• [Problem to work on]: List every person named in the extract below on UK counter-terrorism law.

• [Extract provided]:
============================================================

The Prevention of Terrorism (Temporary Provisions) Act 1976 only covered terrorism offences related to the political situation in Northern Ireland, and there was discussion, prompted by Carrington, into whether the Act could be extended to cover all forms of terrorism – particularly the powers of detention and exclusion. A report outlined that the advantage of the exclusion orders under the Prevention of Terrorism Act was that they ‘were quick and it obviates the necessity for going through the appeals procedure which accompanies deportation under the Immigration Act’, but warned that these orders were of ‘little practical use… unless the power under the Act to make an exclusion order from this country on the authority of the Home Secretary is extended to cover any terrorist.’[16] This, the report noted, would need legislation to amend the Act, which would be a difficult task for the government. Willie Whitelaw, in a letter to Carrington, made a similar claim, stating that amending the Act ‘would be a focus for criticism unless this was done in the context of a dramatic increase in the level of international terrorist incidents in Great Britain.’[17] Whitelaw suggested that the only change ‘which might be made overnight’ related to the ‘extension of the power to arrest and detain suspect terrorists’, but cautioned that ‘[a]ny extension of the power to exclude… would require amending legislation.’[18]

In 1983, a report by Lord Jellicoe into the operation of the Prevention of Terrorism (Temporary Provisions) Act 1976 recognised that Middle Eastern terrorism was an increasing threat to the UK, writing ‘[m]any fear that London… could become a battleground for warring Middle East terrorist factions’, and recommended extending the powers of arrest and detention at ports under the Prevention of Terrorism Act to ‘suspected international terrorists of any group, cause or nationality’.[19] The subsequent amendments in the Prevention of Terrorism Act (Temporary Provisions) 1984 was the first legislative step for the UK authorities to create a generalised counter-terrorist response, rather than a focus on Irish terrorism with other forms of terrorism as a side concern.

Lord Carrington, Margaret Thatcher and Sir Geoffrey Howe in 1981

Lord Carrington, Margaret Thatcher and Sir Geoffrey Howe in 1981

[1] ‘Near East/North African Terrorism in Great Britain’, 4 July, 1980, FCO 50/685, NA.

[2] ‘Near East, North African Terrorism in Great Britain: Possibilities for Preventive Action’, n.d., p. 5, FCO 50/685, NA.

[3] Draft letter from Douglas Hurd to Timothy Raisom [second version], n.d., FCO 50/685, NA.

[4] Draft letter from Douglas Hurd to Timothy Raisom [second version].

[5] Draft letter from Douglas Hurd to Timothy Raisom [second version].

[6] Draft letter from Douglas Hurd to Timothy Raisom [first version], n.d., FCO 50/685, NA.

[7] ‘Near East, North African Terrorism in Great Britain’, p. 5.

============================================================

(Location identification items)
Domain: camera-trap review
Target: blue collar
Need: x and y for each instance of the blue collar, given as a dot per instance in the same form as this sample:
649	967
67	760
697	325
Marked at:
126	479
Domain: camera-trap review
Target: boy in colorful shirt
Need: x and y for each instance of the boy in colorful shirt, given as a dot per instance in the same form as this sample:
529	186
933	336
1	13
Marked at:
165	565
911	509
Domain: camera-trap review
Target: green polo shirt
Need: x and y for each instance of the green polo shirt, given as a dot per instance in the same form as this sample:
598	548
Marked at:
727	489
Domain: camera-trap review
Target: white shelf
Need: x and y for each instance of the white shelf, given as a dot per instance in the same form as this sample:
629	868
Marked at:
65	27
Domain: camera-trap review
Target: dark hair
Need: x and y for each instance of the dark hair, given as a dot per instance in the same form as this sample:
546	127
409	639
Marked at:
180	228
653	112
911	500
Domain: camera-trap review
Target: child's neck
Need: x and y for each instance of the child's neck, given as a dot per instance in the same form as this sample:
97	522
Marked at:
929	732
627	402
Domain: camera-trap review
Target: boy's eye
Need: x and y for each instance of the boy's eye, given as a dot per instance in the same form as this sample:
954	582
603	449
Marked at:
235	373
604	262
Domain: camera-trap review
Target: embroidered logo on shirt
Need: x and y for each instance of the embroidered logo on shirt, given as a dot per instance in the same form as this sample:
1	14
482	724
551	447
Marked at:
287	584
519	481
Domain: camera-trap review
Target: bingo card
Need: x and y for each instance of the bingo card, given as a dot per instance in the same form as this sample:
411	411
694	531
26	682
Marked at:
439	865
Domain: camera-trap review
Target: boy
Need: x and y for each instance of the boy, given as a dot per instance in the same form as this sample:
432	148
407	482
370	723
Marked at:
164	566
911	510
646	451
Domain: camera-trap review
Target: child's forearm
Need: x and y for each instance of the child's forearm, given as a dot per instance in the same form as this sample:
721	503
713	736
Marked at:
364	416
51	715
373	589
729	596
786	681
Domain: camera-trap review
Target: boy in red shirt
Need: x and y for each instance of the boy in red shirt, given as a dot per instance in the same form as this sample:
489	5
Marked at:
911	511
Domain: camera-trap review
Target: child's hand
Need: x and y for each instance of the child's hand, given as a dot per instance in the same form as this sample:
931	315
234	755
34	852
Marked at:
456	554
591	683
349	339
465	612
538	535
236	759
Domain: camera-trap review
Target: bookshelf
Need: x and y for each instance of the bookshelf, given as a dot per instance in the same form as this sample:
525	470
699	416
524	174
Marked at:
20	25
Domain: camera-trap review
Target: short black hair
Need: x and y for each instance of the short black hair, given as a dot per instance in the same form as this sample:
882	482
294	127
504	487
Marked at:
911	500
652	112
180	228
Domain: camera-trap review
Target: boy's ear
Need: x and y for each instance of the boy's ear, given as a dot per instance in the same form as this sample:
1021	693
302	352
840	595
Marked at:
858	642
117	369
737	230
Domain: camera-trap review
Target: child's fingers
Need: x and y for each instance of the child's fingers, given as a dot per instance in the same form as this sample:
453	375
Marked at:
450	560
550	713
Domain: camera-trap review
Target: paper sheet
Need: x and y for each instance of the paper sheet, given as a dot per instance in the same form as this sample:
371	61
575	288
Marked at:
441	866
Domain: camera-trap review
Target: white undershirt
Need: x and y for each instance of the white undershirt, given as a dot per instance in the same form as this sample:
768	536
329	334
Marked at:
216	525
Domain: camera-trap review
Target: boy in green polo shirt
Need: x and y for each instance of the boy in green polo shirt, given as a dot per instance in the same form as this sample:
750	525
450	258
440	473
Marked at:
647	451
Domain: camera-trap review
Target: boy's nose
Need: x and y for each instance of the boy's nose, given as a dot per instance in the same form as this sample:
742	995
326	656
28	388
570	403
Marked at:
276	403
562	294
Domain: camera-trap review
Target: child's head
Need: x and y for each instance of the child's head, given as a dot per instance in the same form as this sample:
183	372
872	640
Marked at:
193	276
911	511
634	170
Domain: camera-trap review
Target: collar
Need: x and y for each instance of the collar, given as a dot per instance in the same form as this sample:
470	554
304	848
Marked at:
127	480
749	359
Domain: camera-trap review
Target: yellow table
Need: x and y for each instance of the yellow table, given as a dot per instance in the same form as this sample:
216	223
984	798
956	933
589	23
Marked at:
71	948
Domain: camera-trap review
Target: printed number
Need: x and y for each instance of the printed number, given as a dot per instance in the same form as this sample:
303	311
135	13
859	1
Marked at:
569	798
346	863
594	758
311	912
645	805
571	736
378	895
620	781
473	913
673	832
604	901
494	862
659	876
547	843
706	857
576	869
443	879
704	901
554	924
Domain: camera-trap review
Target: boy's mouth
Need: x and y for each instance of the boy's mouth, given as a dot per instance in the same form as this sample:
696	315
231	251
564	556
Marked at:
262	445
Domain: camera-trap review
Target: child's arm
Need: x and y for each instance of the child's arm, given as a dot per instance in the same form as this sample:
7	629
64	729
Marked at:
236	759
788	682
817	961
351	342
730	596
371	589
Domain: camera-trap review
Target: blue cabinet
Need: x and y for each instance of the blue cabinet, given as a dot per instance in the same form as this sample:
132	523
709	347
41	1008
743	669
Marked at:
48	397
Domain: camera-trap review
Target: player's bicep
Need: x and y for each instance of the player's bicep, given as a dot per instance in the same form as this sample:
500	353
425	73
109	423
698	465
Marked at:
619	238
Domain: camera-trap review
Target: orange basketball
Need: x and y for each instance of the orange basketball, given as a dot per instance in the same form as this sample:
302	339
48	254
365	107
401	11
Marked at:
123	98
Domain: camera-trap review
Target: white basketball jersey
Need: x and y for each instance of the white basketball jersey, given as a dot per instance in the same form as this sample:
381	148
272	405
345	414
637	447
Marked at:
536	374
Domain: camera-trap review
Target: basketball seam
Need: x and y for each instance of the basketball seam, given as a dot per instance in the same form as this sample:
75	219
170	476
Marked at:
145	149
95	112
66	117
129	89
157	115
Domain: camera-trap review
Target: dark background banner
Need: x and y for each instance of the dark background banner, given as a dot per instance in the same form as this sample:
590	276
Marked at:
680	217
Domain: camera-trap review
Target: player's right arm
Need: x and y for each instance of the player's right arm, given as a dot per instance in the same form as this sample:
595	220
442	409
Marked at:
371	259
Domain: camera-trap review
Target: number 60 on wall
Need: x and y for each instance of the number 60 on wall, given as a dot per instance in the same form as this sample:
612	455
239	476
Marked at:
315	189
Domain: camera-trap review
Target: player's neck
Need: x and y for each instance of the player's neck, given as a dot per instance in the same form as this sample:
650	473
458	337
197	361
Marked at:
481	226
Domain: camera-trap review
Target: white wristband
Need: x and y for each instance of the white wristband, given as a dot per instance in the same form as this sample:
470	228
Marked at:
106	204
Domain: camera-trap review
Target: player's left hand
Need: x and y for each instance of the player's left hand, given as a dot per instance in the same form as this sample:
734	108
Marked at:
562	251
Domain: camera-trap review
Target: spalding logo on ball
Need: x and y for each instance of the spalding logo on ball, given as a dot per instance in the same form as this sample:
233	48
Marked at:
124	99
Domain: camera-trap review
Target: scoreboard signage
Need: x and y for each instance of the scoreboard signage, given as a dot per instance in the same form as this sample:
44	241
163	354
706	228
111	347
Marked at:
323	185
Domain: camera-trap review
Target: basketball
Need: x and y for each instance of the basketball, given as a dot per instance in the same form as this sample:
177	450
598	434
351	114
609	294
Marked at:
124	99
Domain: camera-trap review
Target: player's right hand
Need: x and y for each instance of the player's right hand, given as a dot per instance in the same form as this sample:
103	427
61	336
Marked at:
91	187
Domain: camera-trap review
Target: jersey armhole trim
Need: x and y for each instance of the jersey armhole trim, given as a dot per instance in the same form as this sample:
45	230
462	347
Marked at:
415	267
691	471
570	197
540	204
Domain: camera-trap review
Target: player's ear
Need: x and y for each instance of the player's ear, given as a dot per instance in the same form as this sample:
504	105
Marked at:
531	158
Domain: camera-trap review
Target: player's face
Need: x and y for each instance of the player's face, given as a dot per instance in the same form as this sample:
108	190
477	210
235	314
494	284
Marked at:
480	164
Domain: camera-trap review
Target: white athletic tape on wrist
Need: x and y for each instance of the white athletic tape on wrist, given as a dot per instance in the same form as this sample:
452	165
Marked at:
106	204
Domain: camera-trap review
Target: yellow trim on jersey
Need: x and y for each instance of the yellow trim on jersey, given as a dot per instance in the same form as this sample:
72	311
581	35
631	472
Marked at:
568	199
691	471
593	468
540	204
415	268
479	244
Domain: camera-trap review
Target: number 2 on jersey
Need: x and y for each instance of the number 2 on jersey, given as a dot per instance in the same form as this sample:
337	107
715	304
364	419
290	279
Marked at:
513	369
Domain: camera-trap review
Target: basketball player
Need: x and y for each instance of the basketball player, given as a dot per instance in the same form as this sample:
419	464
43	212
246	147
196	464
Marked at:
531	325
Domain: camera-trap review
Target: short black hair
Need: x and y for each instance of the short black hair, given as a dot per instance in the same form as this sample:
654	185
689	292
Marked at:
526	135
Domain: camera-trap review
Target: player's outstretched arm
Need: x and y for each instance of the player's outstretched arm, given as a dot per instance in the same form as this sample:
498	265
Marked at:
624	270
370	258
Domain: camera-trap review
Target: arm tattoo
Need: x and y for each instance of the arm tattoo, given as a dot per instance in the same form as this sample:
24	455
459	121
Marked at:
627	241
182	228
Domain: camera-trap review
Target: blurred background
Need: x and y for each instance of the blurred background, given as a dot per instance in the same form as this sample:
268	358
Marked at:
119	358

============================================================

• [Answer to this task]:
Lord Carrington
Willie Whitelaw
Lord Jellicoe
Margaret Thatcher
Sir Geoffrey Howe
Douglas Hurd
Timothy Raisom